Some regional and minority languages have obtained official status, for example, Basque, Catalan and Galician in the regions of Spain in which they are spoken. Welsh has protective language rights in the United Kingdom, as does Frisian in the Netherlands and the Sámi languages in Norway, Sweden and Finland. Due to the influx of migrants and refugees from all over the world, Europe has become increasingly multilingual. London, for example, has more than 300 languages spoken as a home language. Most other larger cities, particularly in western Europe, easily have 100-200 languages spoken as mother tongues by their school populations. The most common languages include Arabic, Berber Turkish, Kurdish, Hindi, Punjabi, and Chinese. However, many of these languages are spoken by small minorities, and their future is under threat. Daily, informal, oral interaction between parents and children is crucial to the survival of a language. Experts have estimated that over this century at least half of the world’s languages, and perhaps more, will die out. Within two generations all traces of a language can disappear when children are no longer raised in it. The reasons for giving up a language are manifold, and include the physical destruction (through environmental crisis and disease) of a community or its habitat, active antagonism by political groups, and – the commonest cause – economic and cultural domination by more powerful and prestigious languages. But whatever the reason, the result is the same: the loss to humanity of a unique resource.
Through the work of the Council of Europe, two important international instruments came into force in 1998. The European Charter for Regional or Minority Languages is in force in 22* member states; the Framework Convention for the Protection of National Minorities which includes some provisions for minority languages, is in force in 39* member states (* ratifications in 2007). These treaties are important in protecting and promoting the linguistic wealth of Europe. At the beginning of the 21st century, all European citizens live in a multilingual environment. In their daily lives, citizens come across many different languages, for example on a bus or a train, through TV, radio or newspapers, or the ingredients on a product in the supermarket. There is a need to increase popular knowledge and understanding of the diversity of the languages of Europe, and of the factors affecting their maintenance and growth. There is a need to generate a greater interest in and curiosity about languages. There is a need to enhance linguistic tolerance within and between nations. These were just some of the aims of the European Year of Languages 2001, which was organised by the Council of Europe and the European Union. On the eve of the closing event of the Year of Languages, the Committee of Ministers of the Council of Europe decided to declare the European Day of Languages to be celebrated on 26th September each year, with similar objectives.

──────────

**WHAT TO WORK ON:** In the passage on Europe's languages, on what date is the European Day of Languages celebrated each year?

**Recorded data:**
──────────

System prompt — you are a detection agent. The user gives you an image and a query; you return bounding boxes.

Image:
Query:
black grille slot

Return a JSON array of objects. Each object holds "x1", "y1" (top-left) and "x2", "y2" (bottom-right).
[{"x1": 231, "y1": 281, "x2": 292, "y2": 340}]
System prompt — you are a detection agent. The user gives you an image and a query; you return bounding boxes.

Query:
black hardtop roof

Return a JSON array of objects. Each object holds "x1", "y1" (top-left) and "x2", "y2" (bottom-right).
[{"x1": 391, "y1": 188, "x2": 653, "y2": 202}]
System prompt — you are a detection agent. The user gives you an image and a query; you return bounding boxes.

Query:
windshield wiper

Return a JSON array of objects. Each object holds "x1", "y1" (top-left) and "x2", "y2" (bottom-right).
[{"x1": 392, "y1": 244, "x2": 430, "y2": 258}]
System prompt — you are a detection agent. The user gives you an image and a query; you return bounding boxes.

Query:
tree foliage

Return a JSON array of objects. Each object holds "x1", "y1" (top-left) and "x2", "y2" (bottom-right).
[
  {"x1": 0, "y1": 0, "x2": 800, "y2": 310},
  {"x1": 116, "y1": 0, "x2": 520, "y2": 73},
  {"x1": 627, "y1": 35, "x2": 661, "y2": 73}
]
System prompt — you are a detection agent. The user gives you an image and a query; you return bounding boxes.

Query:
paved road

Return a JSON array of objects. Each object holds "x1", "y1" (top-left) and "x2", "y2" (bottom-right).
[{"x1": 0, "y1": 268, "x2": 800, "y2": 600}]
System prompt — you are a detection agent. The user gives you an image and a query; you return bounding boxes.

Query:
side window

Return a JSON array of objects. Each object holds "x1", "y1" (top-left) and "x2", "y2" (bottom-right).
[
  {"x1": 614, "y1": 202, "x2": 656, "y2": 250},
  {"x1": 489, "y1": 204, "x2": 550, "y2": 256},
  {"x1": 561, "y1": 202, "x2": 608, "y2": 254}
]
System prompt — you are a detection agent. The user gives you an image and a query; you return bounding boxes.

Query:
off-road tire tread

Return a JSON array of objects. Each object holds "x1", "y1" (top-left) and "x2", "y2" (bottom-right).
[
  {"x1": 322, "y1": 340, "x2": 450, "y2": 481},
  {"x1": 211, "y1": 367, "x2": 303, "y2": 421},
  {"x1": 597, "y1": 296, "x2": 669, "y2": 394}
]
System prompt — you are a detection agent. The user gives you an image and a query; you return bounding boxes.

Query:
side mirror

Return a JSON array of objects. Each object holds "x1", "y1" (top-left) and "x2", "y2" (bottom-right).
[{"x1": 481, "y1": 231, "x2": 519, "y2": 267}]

──────────

**YOUR RESPONSE:** It is celebrated on 26th September.